Task to carry out - Reproduce the records below in full, switching every occurrence of "Example call" to "Sample invocation" and leaving all other text unchanged.

── Records ──

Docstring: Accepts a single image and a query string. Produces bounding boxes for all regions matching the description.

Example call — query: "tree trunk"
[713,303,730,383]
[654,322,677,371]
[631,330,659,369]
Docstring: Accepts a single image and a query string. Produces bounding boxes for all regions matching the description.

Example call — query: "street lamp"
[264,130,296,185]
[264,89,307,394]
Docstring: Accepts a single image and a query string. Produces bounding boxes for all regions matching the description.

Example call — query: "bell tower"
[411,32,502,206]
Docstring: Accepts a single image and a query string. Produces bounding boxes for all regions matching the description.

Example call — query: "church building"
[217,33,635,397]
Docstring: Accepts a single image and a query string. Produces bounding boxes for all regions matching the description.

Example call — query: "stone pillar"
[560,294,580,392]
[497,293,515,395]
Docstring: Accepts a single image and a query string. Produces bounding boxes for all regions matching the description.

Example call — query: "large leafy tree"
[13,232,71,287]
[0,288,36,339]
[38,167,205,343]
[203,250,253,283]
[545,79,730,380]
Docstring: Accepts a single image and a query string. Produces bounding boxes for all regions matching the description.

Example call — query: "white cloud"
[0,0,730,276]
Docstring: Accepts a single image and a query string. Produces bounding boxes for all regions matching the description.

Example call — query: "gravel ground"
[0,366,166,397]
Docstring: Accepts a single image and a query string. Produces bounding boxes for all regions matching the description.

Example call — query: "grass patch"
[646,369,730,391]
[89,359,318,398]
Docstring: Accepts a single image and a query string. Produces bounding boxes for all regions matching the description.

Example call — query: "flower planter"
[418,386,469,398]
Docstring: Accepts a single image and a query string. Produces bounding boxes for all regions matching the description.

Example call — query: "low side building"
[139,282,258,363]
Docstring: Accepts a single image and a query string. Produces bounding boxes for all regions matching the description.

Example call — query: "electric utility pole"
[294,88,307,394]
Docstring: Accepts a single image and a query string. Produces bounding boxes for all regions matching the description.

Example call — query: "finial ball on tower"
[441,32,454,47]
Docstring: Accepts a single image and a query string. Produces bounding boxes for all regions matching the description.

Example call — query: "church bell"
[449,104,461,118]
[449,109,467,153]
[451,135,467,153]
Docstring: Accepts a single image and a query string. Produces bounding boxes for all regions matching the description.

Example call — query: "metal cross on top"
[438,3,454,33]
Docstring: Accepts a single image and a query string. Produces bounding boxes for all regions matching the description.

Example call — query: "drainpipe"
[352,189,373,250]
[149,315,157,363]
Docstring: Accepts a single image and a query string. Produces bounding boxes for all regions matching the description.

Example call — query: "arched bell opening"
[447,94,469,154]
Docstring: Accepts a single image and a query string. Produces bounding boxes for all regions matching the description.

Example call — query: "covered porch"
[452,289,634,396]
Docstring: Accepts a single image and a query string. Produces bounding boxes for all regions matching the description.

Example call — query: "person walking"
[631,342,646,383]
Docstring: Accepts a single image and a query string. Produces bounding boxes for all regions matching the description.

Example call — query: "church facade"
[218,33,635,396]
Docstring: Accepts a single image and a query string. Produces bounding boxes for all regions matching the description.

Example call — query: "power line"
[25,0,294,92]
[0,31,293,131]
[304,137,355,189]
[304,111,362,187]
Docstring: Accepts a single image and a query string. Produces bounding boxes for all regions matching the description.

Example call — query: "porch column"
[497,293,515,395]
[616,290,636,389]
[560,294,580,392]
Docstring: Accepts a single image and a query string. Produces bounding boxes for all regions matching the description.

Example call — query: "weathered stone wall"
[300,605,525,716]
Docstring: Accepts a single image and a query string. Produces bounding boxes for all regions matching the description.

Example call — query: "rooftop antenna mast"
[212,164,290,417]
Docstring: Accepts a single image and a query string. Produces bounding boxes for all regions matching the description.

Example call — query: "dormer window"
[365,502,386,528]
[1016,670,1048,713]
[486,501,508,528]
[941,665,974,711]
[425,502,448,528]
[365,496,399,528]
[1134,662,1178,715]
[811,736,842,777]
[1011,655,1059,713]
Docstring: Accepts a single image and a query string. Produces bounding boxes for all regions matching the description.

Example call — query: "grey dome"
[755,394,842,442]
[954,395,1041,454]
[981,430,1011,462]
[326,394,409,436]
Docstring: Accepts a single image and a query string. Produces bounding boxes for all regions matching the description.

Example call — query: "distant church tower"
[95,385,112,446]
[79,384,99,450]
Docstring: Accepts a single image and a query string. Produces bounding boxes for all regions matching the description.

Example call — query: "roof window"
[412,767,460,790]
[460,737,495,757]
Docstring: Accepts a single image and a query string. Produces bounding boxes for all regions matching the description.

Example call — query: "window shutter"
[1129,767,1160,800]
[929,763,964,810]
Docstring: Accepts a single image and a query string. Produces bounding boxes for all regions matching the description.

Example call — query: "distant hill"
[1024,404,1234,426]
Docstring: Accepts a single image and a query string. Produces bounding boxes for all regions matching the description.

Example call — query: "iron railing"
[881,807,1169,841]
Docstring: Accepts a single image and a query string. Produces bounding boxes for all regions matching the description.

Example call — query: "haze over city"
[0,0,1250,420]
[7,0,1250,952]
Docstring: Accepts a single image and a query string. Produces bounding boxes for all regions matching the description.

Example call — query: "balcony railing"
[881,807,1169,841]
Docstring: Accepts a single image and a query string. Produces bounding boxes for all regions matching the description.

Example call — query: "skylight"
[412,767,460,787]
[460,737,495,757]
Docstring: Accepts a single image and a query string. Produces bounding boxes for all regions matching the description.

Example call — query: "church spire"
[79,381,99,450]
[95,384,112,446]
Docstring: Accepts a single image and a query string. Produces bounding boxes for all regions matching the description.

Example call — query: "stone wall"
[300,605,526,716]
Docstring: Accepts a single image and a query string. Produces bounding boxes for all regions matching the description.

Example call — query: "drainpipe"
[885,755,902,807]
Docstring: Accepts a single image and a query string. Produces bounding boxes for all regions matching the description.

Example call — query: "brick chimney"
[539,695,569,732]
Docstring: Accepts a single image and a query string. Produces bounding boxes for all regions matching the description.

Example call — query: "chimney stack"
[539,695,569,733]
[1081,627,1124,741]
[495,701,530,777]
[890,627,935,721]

───

Finished exercise -
Docstring: Accepts a single image and a query string. Produces bounding boxes for all regions matching the description.

Sample invocation — query: "tree trunk"
[713,303,730,383]
[654,322,677,371]
[631,330,659,369]
Docstring: Accepts a single image and a query string. Produces bounding boxes for all regions matching the description.

Sample invocation — query: "street lamp"
[264,130,296,185]
[264,89,307,394]
Docstring: Accepts a single image and a query string. Produces bounding boxes for all regions matching the description.

Sample invocation — query: "bell tower"
[411,32,502,206]
Docstring: Accepts a single image and a query string. Produces bounding boxes for all regions matching the description.

Sample invocation — query: "church building"
[217,33,635,397]
Docstring: Accepts a single image and a query string. Produces bounding boxes for all regions matching the description.

Sample invocation — query: "stone pillar"
[560,294,580,392]
[497,293,515,395]
Docstring: Accepts a single image and a query string. Produces bounding boxes for all regions matching the description.

Sample invocation — query: "large leafy tree"
[13,232,71,287]
[0,288,36,339]
[38,167,205,343]
[203,250,253,283]
[545,79,730,380]
Docstring: Accepts a single image and a query string. Produces bounding boxes for all regions matching the description.

Sample invocation — query: "white cloud"
[0,0,730,276]
Docstring: Accepts a single image and a query string. Produces bounding boxes for all regions matching the description.

Sample invocation — query: "gravel ground"
[0,366,166,397]
Docstring: Accepts a single image and a query string. Produces bounding boxes for all regions matching the description.

Sample invocation — query: "grass patch"
[646,369,730,391]
[89,359,318,398]
Docstring: Accepts a single image and a query string. Produces bounding boxes for all regions matching the description.

Sample invocation — query: "flower planter"
[418,386,469,398]
Docstring: Accepts a single image and a query string. Produces bounding boxes for all regions matching the description.

Sample invocation — query: "low side building"
[139,282,258,363]
Docstring: Accepts a single image and a query string. Produces bounding boxes for all regions matching the description.

Sample invocation — query: "electric utility pole"
[294,88,307,394]
Docstring: Accepts a single image and a query string. Produces bounding boxes for all regions matching the description.

Sample invocation — query: "finial ball on tower"
[441,32,454,47]
Docstring: Accepts a single image and a query string. Produces bounding boxes for all regions matching the description.

Sample invocation — query: "church bell"
[449,104,461,118]
[449,109,467,153]
[451,135,467,153]
Docstring: Accepts a single image and a query string. Produces bounding boxes for all regions matching the description.

Sample invocation — query: "metal cross on top"
[438,3,454,33]
Docstring: Accepts a single image and a query string. Produces bounding boxes for all regions matching the description.

Sample invocation — query: "drainpipe"
[352,189,373,250]
[149,315,157,363]
Docstring: Accepts a single image and a query string. Produces bounding boxes for all regions matching the description.

Sample invocation — query: "arched bell opening"
[447,94,469,154]
Docstring: Accepts a single image and a query string. Produces bounding boxes for all regions matching the description.

Sample invocation — query: "covered porch"
[452,289,634,396]
Docstring: Accepts a single image and a query string. Produces bounding boxes for all regions matching the description.

Sample invocation — query: "person walking"
[631,342,646,383]
Docstring: Accepts a single image and a query string. Produces bounding boxes for all regions matching the description.

Sample invocation — query: "church facade"
[218,33,635,396]
Docstring: Accepts a single image and a query string. Produces bounding boxes for all regions matching the description.

Sample invocation — query: "power line"
[25,0,294,92]
[0,31,293,131]
[304,137,355,189]
[304,111,362,187]
Docstring: Accepts a single image and a query string. Produces bounding boxes for all regions matching the description.

Sample invocation — query: "porch column"
[497,293,515,395]
[616,290,636,389]
[560,294,580,392]
Docstring: Accepts a single image and a query string. Produces bounding boxes for all regions matching the description.

Sample invocation — query: "weathered stone wall"
[300,605,525,716]
Docstring: Accepts a single image and a query string. Produces bounding boxes for all regions matching the description.

Sample invocation — query: "rooftop antenna mast"
[212,164,290,417]
Docstring: Accepts a single image and a query string. Produces bounding boxes for all regions matching the description.

Sample invocation — query: "dormer window"
[365,502,386,528]
[1016,670,1048,713]
[486,501,508,528]
[941,665,974,711]
[425,502,448,528]
[365,496,399,528]
[1134,662,1178,715]
[811,736,842,777]
[1011,655,1059,713]
Docstring: Accepts a single image and a query string. Produces bounding boxes for all regions matching the description.

Sample invocation — query: "grey dome"
[755,394,842,442]
[954,395,1041,454]
[981,430,1011,462]
[326,394,409,436]
Docstring: Accepts a single image and a query string. Produces bounding boxes for all regions matching the description.

Sample invocation — query: "distant church tower"
[95,385,112,446]
[79,384,99,450]
Docstring: Accepts a single image and a query string. Produces bounding boxes for all regions matching the description.

Sample invocation — query: "roof window"
[412,767,460,790]
[460,737,495,757]
Docstring: Accepts a single image and a query string. Produces bounding boxes for all regions matching the description.

Sample invocation — query: "window shutter"
[1129,767,1160,800]
[929,763,964,810]
Docstring: Accepts a single image and a query string. Produces bounding boxes for all regions matching the description.

Sample invocation — query: "distant hill"
[1024,404,1234,426]
Docstring: Accepts a single image and a query string. Produces bounding boxes for all regions matching the description.

Sample invocation — query: "iron railing"
[881,807,1169,841]
Docstring: Accepts a single image and a query string. Produces bounding boxes for all regions matching the description.

Sample invocation — query: "haze over city"
[0,0,1250,420]
[7,0,1250,952]
Docstring: Accepts a single image and a query string. Produces bounding boxes for all regions matching the description.

Sample invocation — query: "balcony railing"
[881,807,1169,841]
Docstring: Accepts a single image and a query string. Produces bounding boxes for all regions matching the description.

Sample invocation — query: "skylight"
[412,767,460,787]
[460,737,495,757]
Docstring: Accepts a single image and a query string. Produces bounding boxes for all regions matching the description.

Sample invocation — query: "church spire"
[79,381,99,450]
[95,384,112,446]
Docstring: Accepts a single image and a query string. Produces bounding boxes for all regions matching the description.

Sample invocation — query: "stone wall"
[300,605,526,716]
Docstring: Accepts a single image and a query string. Produces bounding boxes for all regions matching the description.

Sample invocation — query: "drainpipe"
[885,755,902,807]
Docstring: Accepts a single image and a query string. Produces bounding boxes for all regions matching the description.

Sample invocation — query: "brick chimney"
[539,695,569,732]
Docstring: Accepts a single image and a query string. Produces bounding boxes for all regions matching the description.

Sample invocation — query: "chimney stack"
[539,695,569,733]
[1081,627,1124,741]
[495,701,530,777]
[890,627,935,721]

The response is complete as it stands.